Consigne
Dans le texte cité, reformulez sous forme de liste le paragraphe qui commence par « Deux universités parisiennes ont été mises en examen », en conservant ses faits essentiels.

Texte cité
Personnes morales mises en examen puis visées par la procédure : deux universités publiques (EPSCP) parisiennes, ultérieurement fusionnées au sein de nouveaux établissements publics d’enseignement supérieur.
Juridiction : Cour de cassation, chambre criminelle 12 novembre 2025N° de pourvoi : 23-84.389
Nature du litige
Information pénale ouverte pour homicides involontaires, blessures involontaires, mise en danger de la vie d’autrui et omission de porter secours, liés à l’exposition à l’amiante de nombreuses personnes (étudiants, personnels, usagers) sur un campus universitaire.
Deux universités parisiennes ont été mises en examen, puis ont perdu leur personnalité morale à la suite de fusions créant de nouveaux établissements publics par décrets de 2017 et 2019 pris sur le fondement du Code de l’éducation, art. L. 718-6 (fusion d’établissements).
La question centrale : l’action publique est-elle éteinte du seul fait de la fusion et de la disparition juridique des universités mises en examen, ou la responsabilité pénale peut-elle être transférée aux nouveaux établissements publics issus de la fusion ?
Effet direct de la décision sur la jurisprudence et les pratiques
La chambre criminelle :
Confirme le revirement du 25 novembre 2020 (fusion-absorption des sociétés : transfert possible de la responsabilité pénale à la société absorbante) et son extension aux SARL (arrêt du 22 mai 2024).
Étend explicitement ces principes aux établissements publics d’enseignement supérieur (EPSCP), sur le fondement de l’article 121-2 du Code pénal, qui ne distingue pas entre personnes morales de droit privé et de droit public (hors cas spécifiques de l’État et de certaines collectivités).
Mais, au nom de l’article 7 CEDH (principe de prévisibilité et de non-rétroactivité en matière pénale), elle décide que cette extension ne peut pas s’appliquer aux fusions issues de textes publiés avant le 25 novembre 2020, sauf fraude.

Liste des données
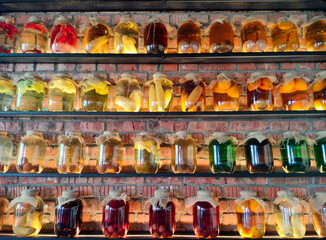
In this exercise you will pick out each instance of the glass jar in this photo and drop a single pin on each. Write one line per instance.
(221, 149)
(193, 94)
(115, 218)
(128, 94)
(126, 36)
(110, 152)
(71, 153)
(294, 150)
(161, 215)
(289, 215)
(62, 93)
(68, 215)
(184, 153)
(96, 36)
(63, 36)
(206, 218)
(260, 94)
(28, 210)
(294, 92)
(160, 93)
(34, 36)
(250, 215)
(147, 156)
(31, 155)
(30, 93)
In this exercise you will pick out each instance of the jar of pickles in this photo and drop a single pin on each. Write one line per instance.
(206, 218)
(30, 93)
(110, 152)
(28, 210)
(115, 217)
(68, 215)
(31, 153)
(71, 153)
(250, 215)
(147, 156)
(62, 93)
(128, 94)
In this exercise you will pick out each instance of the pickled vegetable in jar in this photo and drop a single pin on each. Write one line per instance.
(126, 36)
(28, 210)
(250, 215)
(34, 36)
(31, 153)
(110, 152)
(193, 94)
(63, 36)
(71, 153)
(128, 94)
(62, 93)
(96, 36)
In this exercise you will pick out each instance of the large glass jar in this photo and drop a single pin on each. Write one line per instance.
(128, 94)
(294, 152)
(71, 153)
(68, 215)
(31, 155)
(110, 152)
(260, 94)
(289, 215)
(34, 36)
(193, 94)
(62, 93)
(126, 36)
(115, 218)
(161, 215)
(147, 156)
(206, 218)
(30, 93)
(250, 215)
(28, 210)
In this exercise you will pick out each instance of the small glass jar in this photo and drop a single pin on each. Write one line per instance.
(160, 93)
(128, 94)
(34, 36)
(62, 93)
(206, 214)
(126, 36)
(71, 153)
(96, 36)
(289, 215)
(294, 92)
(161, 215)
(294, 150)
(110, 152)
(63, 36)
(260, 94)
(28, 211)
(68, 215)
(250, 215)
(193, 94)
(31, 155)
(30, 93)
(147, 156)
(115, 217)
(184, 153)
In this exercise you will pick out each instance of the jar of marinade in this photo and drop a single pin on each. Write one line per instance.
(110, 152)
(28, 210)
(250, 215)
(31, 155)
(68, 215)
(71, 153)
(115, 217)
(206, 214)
--
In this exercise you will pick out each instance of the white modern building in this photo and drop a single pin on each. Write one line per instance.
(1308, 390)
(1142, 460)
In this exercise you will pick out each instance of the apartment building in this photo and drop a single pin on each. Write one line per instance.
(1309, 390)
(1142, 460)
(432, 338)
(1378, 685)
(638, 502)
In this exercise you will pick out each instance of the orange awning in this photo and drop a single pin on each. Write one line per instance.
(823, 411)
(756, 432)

Résultat produit
- Deux universités parisiennes ont été mises en examen.
- Elles ont ensuite perdu leur personnalité morale à la suite de fusions.
- Ces fusions ont créé de nouveaux établissements publics par décrets de 2017 et 2019.
- Ces décrets ont été pris sur le fondement de l'article L. 718-6 du Code de l'éducation (fusion d'établissements).